## EXCERPTED TEXT
= = = = =

10 Easiest and Hardest Science Majors – 2024

February 10, 2024

easiest and hardest science majors

When you think of the word “science,” a few images may come to mind: steaming green beakers, soaring rocket ships, and Albert Einstein standing before a chalkboard backdrop of complicated physics equations. But when it comes to studying and working in an actual scientific career, science is a much broader and more nuanced field, encompassing dozens of major options. Some of these potential careers certainly do include labs and space travel, but many more deal in human relations, civic participation and collaboration, and behind-the-scenes tinkering and creating for corporations selling products, services and apps. If you’re considering a career in science, you may be wondering: what exactly do I want to do with my science degree when I graduate? And to get that degree, what are the easiest science majors I could study? What are the hardest science majors?

How to Determine the Easiest and Hardest Science Majors?

In compiling a list below of the easiest and hardest science majors, a main factor we want you to consider is your own qualifications for what makes a major “easy” or “hard.”

“Easiest” and “hardest” are subjective terms – what might be the easiest science major for you might be the absolute hardest science major for someone else! If you’re a hopeful psychology major, you may love calculating the statistical likelihood of mental and social behavior, but determining a titration volume and computing a chemical quantity might feel like a herculean task. You may find empirically examining living organisms and dynamic environmental systems fascinating while your fellow scientists may relish the stark certainty of mathematical solutions.

In general, however, science majors are often ranked as more difficult than non-science majors (check out our list of hardest college majors, half of which are in the sciences, and our list of easiest college majors, which only includes psychology). As you whittle your search and try to determine what sounds “hard” and “easy” to you, you may want to consider: what kinds of courses will I complete within this major?? Will I still need to go to grad school for my desired job, even after I achieve my bachelor’s degree? What jobs can I expect to attain? What kind of return on investment (ahem, future salary!) can I hope for? Perhaps most importantly: am I actually interested in this branch of science? Answering these questions can hopefully help you make a more informed decision about the types of science majors you find appealing.

Interest: the Key to the Easiest Science Majors?

So, what might make a field the easiest science major for you? Your own interest and strengths! This may seem obvious, but as you map out your career plans and draft your Common App essays, it can be easy to forget something fundamental about choosing your major: you should choose to study something you like (if not love)!

Put simply, not liking your major can result in burnout and poor grades.[i] What’s more, students who don’t like their courses are more likely to switch not just majors, but also schools – around one-third of college students transfer, and a top reason is dissatisfaction with one’s original major choice. In particular, students majoring in a science might be more likely to switch majors than others: in 2017, while 35% of students who originally declared a STEM major switched majors, only 29% of those in non-STEM fields did so.[ii] [iii]

While there is absolutely nothing wrong with transferring or changing majors, it’s better to do so for positive reasons (e.g. transferring into an Ivy League, moving to a more desired location, or being inspired to pursue your true calling) rather than negative ones (e.g. repeatedly failing your chemistry lab). And unless you’re a self-made billionaire who’s just going to college for fun, you probably won’t want to spend even more money on tuition and extra time on courses you don’t need.

= = = = =

## RECORDED DATA
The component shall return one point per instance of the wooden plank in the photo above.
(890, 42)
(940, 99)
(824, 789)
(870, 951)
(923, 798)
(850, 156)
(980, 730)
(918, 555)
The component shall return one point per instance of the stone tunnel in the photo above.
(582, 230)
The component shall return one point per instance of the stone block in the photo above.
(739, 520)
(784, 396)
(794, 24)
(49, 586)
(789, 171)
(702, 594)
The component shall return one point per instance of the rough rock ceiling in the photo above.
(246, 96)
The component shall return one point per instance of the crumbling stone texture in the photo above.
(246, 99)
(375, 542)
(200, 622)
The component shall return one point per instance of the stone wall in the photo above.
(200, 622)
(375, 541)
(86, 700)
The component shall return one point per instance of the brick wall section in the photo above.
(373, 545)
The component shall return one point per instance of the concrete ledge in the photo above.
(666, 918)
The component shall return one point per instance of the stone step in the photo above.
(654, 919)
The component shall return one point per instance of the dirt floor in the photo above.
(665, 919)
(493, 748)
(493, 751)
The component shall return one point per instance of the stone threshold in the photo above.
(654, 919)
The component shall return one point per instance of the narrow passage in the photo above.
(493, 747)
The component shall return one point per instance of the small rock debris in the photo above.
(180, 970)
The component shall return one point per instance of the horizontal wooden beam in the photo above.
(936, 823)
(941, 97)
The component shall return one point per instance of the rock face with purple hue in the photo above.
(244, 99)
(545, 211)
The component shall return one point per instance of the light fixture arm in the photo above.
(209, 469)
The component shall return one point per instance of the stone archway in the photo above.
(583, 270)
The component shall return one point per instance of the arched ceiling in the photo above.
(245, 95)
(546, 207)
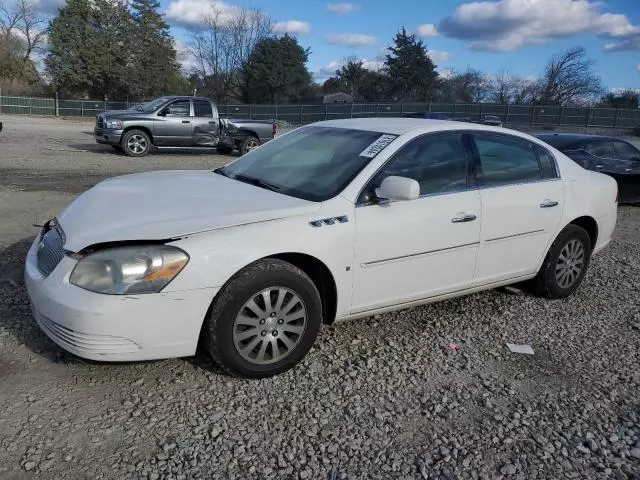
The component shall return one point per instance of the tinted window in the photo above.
(437, 163)
(202, 108)
(600, 149)
(314, 163)
(504, 160)
(626, 151)
(179, 108)
(547, 163)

= = = = =

## WHAT IS REQUIRED
In the science majors article, what percentage of students who originally declared a STEM major switched majors in 2017?

## YOUR RESPONSE
35%